頁面節選:
★ ★ ★ ★ ★
實行行為概念考
來自專欄 刑法概念考
按:本文為拙作《實行行為概念之解構》中的第二節「概念源流考略」,該文首發於《北大法律評論》17卷2輯,2017年,116—150頁,全文作者版鏈接附後。
根據日本學者的研究,日本刑法上的實行行為概念可追溯至法國1810年刑法典中「實行的開始」(commencement dexécution)這一用語,[1]該刑法典亦即拿破崙刑法典,其第2條規定:「任何已被外部行為表現並繼之以實行的開始之犯罪嘗試(tentative),若其因偶然的或獨立於行為人意志的情況中斷或未達到其效果,與犯罪本身同等考慮。」後來的德國1871年刑法典,也在第43條引入了「實行的開始」(Anfang der Ausführung)這一表述。雖然日本學者認定實行行為概念肇始於法國,但「實行的開始」還不等於實行行為,後者最早見於19世紀中葉的德文文獻,此外,考慮到我國近年來借鑒的多為日本學說,故以下首先考察實行行為概念在德國的起源與流變,再梳理日本繼受德國法後對該概念的發展。
一、德國立法變遷與理論脈絡
德國刑法中的實行行為概念與實定法具有緊密聯繫,因此可根據實定法的變遷將概念史劃分為三個階段,即前舊刑法階段、舊刑法階段、新刑法階段。
★ ★ ★ ★ ★
[位置標註資料節選]
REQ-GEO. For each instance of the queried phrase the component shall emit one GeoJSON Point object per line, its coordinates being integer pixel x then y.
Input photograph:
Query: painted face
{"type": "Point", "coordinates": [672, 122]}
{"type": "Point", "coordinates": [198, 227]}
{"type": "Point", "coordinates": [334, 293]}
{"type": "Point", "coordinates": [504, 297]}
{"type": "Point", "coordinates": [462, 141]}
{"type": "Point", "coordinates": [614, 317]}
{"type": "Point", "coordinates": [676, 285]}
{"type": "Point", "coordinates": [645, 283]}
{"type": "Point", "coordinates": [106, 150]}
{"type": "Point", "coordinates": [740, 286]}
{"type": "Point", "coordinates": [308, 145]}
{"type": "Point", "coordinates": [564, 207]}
★ ★ ★ ★ ★
待辦任務: 在關於實行行為概念的頁面節選中,德國1871年刑法典是在第幾條引入「實行的開始」這一表述的?

任務結果: 第43條。